*INSTRUCTIONS TO FOLLOW*: Write out the records word for word, with no pictures.

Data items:
========================================

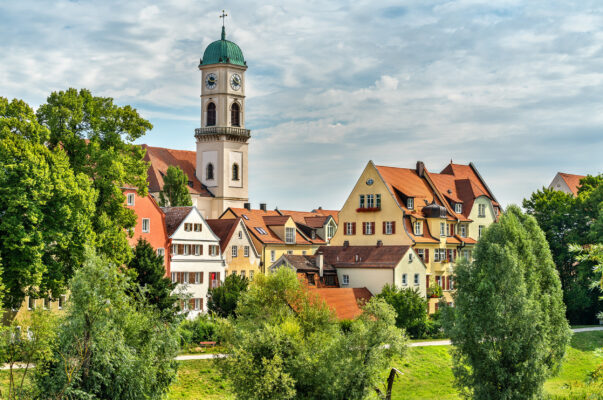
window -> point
(349, 228)
(146, 225)
(235, 114)
(289, 235)
(418, 228)
(211, 114)
(370, 201)
(209, 172)
(261, 231)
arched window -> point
(235, 172)
(211, 114)
(235, 114)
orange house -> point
(150, 224)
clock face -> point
(211, 80)
(235, 81)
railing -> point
(223, 130)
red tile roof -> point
(572, 181)
(345, 302)
(161, 158)
(224, 229)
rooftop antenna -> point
(223, 16)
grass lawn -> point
(427, 374)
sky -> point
(516, 87)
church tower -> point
(222, 139)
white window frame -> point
(289, 235)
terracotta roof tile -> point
(344, 301)
(161, 158)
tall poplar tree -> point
(508, 325)
(175, 189)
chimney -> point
(420, 168)
(320, 262)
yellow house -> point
(440, 215)
(274, 234)
(236, 244)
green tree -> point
(175, 189)
(508, 325)
(148, 277)
(223, 299)
(286, 343)
(98, 138)
(108, 346)
(46, 209)
(410, 306)
(566, 220)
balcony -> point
(223, 130)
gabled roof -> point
(572, 181)
(343, 301)
(377, 257)
(161, 158)
(174, 217)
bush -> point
(200, 329)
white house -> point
(196, 260)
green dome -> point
(223, 52)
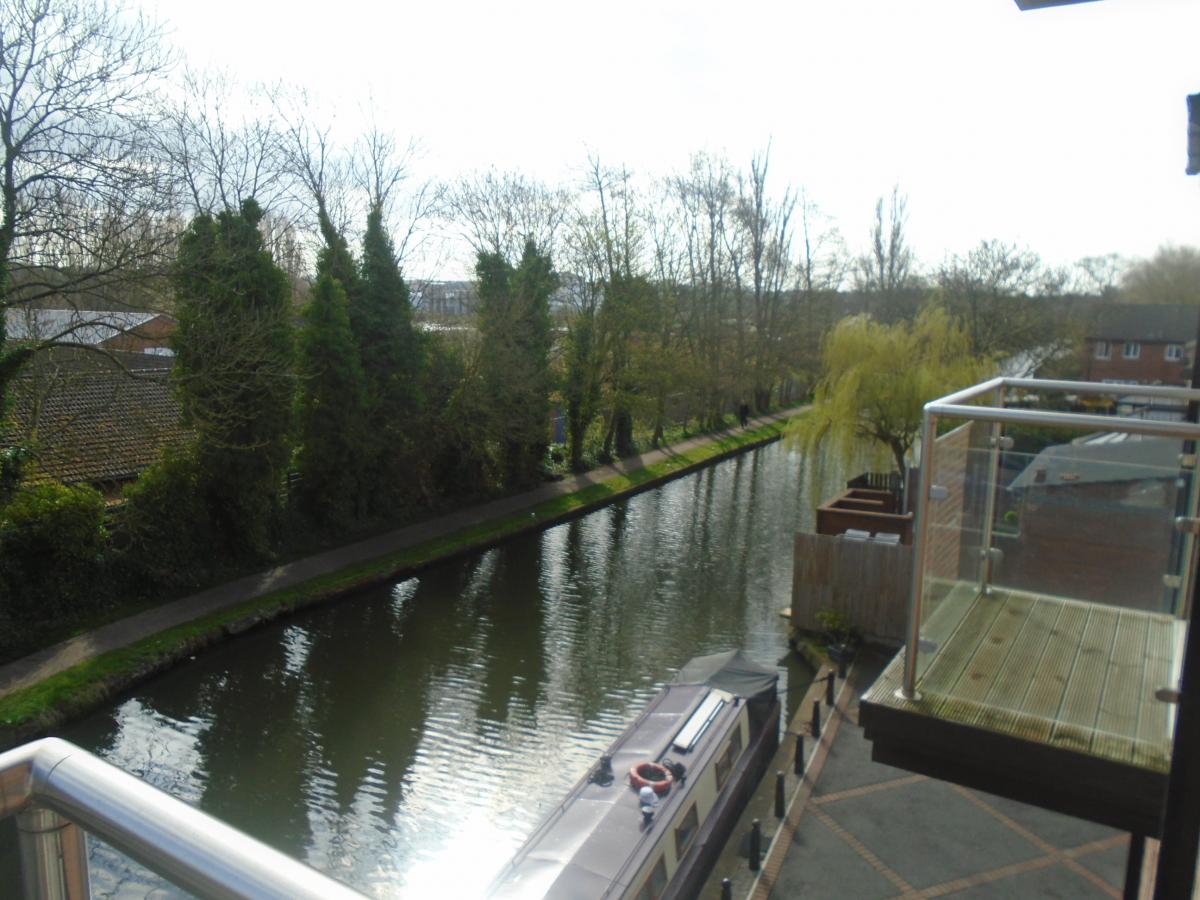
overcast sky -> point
(1062, 130)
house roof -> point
(1102, 459)
(1150, 323)
(93, 421)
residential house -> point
(94, 419)
(1141, 343)
(139, 331)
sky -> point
(1061, 130)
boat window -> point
(655, 883)
(685, 831)
(727, 757)
(699, 723)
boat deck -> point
(1062, 685)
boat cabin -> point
(721, 726)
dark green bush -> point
(52, 549)
(163, 535)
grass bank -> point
(31, 711)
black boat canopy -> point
(730, 671)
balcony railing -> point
(60, 792)
(1051, 574)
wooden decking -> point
(1019, 688)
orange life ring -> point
(651, 774)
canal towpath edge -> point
(37, 667)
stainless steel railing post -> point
(991, 484)
(921, 527)
(53, 856)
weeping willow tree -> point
(877, 378)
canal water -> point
(407, 739)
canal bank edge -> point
(31, 709)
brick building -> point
(1141, 343)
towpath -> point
(33, 669)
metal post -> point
(53, 856)
(1133, 867)
(921, 526)
(1176, 873)
(991, 483)
(1189, 549)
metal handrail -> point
(52, 780)
(953, 406)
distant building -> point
(115, 330)
(93, 421)
(1141, 343)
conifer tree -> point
(234, 371)
(394, 363)
(515, 358)
(330, 409)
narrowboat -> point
(649, 819)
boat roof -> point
(595, 840)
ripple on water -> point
(408, 739)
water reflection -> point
(407, 739)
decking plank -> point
(1051, 670)
(952, 657)
(1116, 726)
(1009, 693)
(1075, 721)
(1050, 678)
(1152, 749)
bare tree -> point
(85, 220)
(997, 292)
(886, 270)
(767, 226)
(497, 211)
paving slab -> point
(865, 829)
(929, 834)
(838, 871)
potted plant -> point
(841, 636)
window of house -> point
(685, 831)
(657, 882)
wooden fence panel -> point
(865, 580)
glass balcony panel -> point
(1054, 581)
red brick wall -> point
(1150, 367)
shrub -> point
(52, 549)
(165, 533)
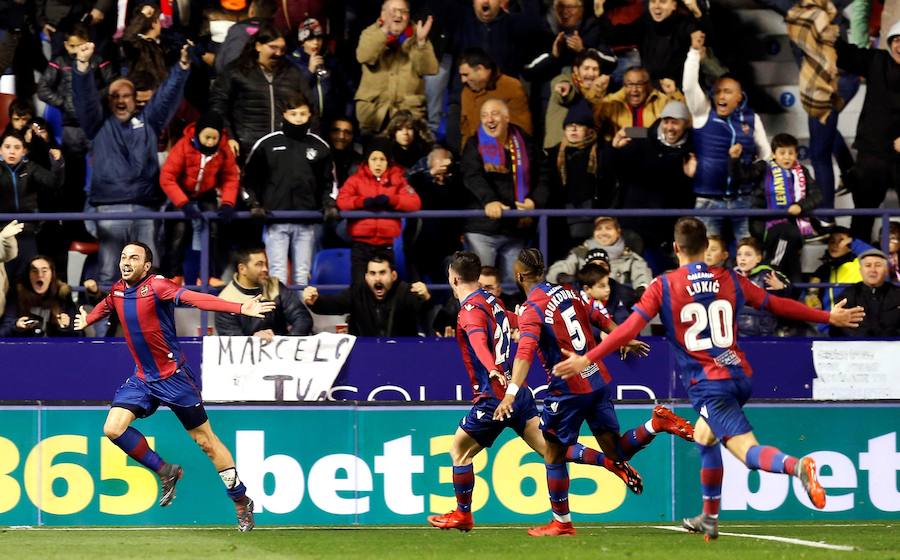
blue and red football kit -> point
(697, 305)
(482, 331)
(552, 319)
(146, 312)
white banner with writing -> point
(848, 370)
(289, 368)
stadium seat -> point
(53, 116)
(331, 266)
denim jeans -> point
(825, 140)
(740, 226)
(297, 241)
(114, 234)
(489, 247)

========================================

*ANSWER TO THIS PROBLEM*:
window -> point
(349, 228)
(146, 225)
(235, 114)
(289, 235)
(418, 228)
(211, 114)
(370, 201)
(209, 172)
(261, 231)
arched window -> point
(235, 172)
(211, 114)
(235, 114)
orange house -> point
(150, 224)
clock face -> point
(211, 80)
(235, 81)
railing -> point
(223, 130)
red tile roof -> point
(572, 181)
(345, 302)
(161, 158)
(224, 229)
rooftop antenna -> point
(223, 16)
grass lawn -> point
(427, 374)
sky -> point
(516, 87)
church tower -> point
(222, 139)
white window frame -> point
(289, 235)
terracotta roof tile -> point
(344, 301)
(161, 158)
tall poplar tree -> point
(508, 325)
(175, 189)
chimney -> point
(420, 168)
(320, 262)
yellow house -> point
(440, 215)
(274, 234)
(236, 244)
green tree -> point
(175, 189)
(508, 325)
(148, 277)
(223, 299)
(286, 343)
(98, 138)
(108, 346)
(46, 209)
(410, 306)
(566, 220)
balcony -> point
(223, 130)
gabled roof -> point
(572, 181)
(343, 301)
(377, 257)
(161, 158)
(174, 217)
bush -> point
(200, 329)
white house -> point
(196, 260)
green dome -> point
(223, 52)
overcast sky -> point
(1062, 130)
house roof -> point
(1102, 459)
(1150, 323)
(93, 421)
residential house -> point
(94, 419)
(1141, 343)
(139, 331)
sky -> point
(1061, 130)
boat window -> point
(655, 883)
(685, 831)
(727, 757)
(699, 723)
boat deck -> point
(1062, 685)
boat cabin -> point
(721, 726)
dark green bush -> point
(52, 549)
(163, 535)
grass bank -> point
(31, 711)
black boat canopy -> point
(730, 671)
balcony railing -> point
(60, 792)
(1051, 574)
wooden decking -> point
(1019, 688)
orange life ring -> point
(651, 774)
canal towpath edge -> point
(37, 667)
stainless steel railing post -> point
(991, 484)
(921, 527)
(53, 856)
weeping willow tree -> point
(877, 378)
canal water -> point
(407, 739)
canal bank edge -> point
(31, 709)
brick building -> point
(1141, 343)
towpath -> point
(33, 669)
metal post -> point
(53, 856)
(1133, 867)
(921, 526)
(1176, 873)
(991, 483)
(1189, 549)
metal handrail -> point
(52, 780)
(953, 406)
distant building -> point
(115, 330)
(93, 421)
(1141, 343)
conifer tree -> point
(234, 371)
(394, 363)
(515, 358)
(330, 409)
narrowboat -> point
(649, 819)
boat roof -> point
(595, 840)
ripple on water -> point
(408, 739)
water reflection -> point
(407, 739)
decking plank -> point
(1051, 670)
(952, 657)
(1116, 726)
(1009, 693)
(1075, 721)
(1050, 678)
(1152, 749)
bare tree -> point
(85, 220)
(997, 292)
(886, 270)
(767, 226)
(497, 211)
paving slab -> point
(865, 829)
(929, 834)
(838, 871)
potted plant -> point
(841, 636)
window of house -> point
(685, 831)
(657, 882)
wooden fence panel -> point
(865, 580)
glass balcony panel -> point
(1054, 581)
red brick wall -> point
(1150, 367)
shrub -> point
(52, 549)
(165, 533)
blue and red football kit -> point
(697, 305)
(482, 331)
(552, 319)
(146, 312)
white banner with writing -> point
(848, 370)
(289, 368)
stadium seat -> point
(53, 116)
(331, 266)
denim jeans -> point
(825, 140)
(740, 226)
(297, 241)
(114, 234)
(489, 247)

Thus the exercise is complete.